Scan the data. Collect each line that contains the word "armrest".

> Given data
● ● ●
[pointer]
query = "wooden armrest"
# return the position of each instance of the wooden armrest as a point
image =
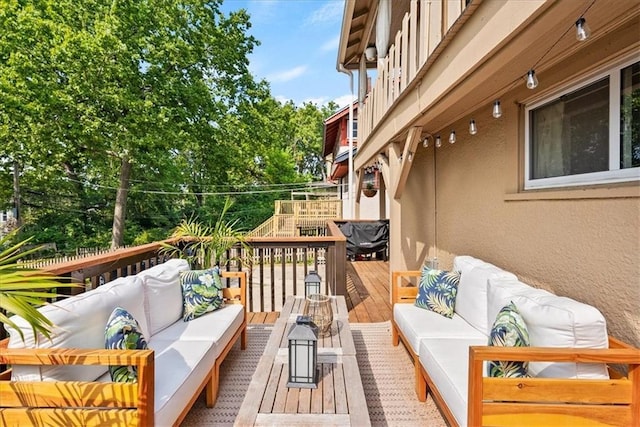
(74, 356)
(546, 401)
(78, 402)
(555, 354)
(400, 293)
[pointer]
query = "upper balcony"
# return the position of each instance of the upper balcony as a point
(443, 59)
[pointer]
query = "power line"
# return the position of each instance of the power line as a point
(295, 186)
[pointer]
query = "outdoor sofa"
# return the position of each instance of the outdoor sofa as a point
(569, 379)
(66, 381)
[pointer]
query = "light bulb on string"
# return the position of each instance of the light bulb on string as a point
(497, 109)
(532, 80)
(582, 30)
(473, 129)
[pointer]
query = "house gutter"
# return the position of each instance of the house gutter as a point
(352, 199)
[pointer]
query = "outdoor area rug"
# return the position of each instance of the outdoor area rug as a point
(386, 372)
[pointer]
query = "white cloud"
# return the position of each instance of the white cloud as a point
(285, 76)
(329, 12)
(330, 44)
(344, 100)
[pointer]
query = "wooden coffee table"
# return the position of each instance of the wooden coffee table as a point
(339, 398)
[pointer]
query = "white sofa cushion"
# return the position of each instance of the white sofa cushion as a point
(471, 301)
(554, 321)
(446, 361)
(217, 326)
(417, 323)
(80, 322)
(162, 289)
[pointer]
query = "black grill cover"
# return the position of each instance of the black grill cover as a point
(366, 237)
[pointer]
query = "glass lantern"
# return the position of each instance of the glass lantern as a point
(312, 283)
(303, 354)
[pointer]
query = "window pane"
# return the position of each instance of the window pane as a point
(630, 116)
(570, 136)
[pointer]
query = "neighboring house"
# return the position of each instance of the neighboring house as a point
(548, 186)
(336, 154)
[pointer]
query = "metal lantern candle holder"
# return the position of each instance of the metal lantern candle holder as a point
(303, 354)
(312, 283)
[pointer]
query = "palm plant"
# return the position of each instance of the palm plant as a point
(23, 290)
(205, 246)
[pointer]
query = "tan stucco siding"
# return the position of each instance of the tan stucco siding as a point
(586, 249)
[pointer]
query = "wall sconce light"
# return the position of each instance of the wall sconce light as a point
(371, 53)
(473, 129)
(532, 80)
(303, 354)
(497, 109)
(582, 30)
(312, 283)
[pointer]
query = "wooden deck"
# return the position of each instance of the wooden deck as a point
(367, 294)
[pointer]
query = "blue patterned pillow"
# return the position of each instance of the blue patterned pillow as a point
(201, 292)
(509, 330)
(437, 291)
(123, 332)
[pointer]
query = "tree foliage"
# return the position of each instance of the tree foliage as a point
(161, 87)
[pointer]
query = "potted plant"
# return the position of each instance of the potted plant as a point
(369, 189)
(23, 290)
(202, 245)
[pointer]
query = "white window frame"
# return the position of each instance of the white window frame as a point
(614, 174)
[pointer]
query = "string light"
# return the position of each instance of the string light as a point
(497, 109)
(473, 129)
(532, 80)
(582, 30)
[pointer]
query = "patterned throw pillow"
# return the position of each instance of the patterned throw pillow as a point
(437, 291)
(509, 330)
(201, 292)
(123, 332)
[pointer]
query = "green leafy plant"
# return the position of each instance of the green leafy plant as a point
(205, 246)
(23, 290)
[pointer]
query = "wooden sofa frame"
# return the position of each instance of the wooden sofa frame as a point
(100, 403)
(535, 401)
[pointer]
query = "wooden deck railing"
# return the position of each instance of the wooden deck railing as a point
(423, 28)
(276, 267)
(299, 218)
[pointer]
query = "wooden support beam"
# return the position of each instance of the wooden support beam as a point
(413, 138)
● ● ●
> Solution to the exercise
query = "wooden armrest"
# return the position of each instance of the wooden armrest as a point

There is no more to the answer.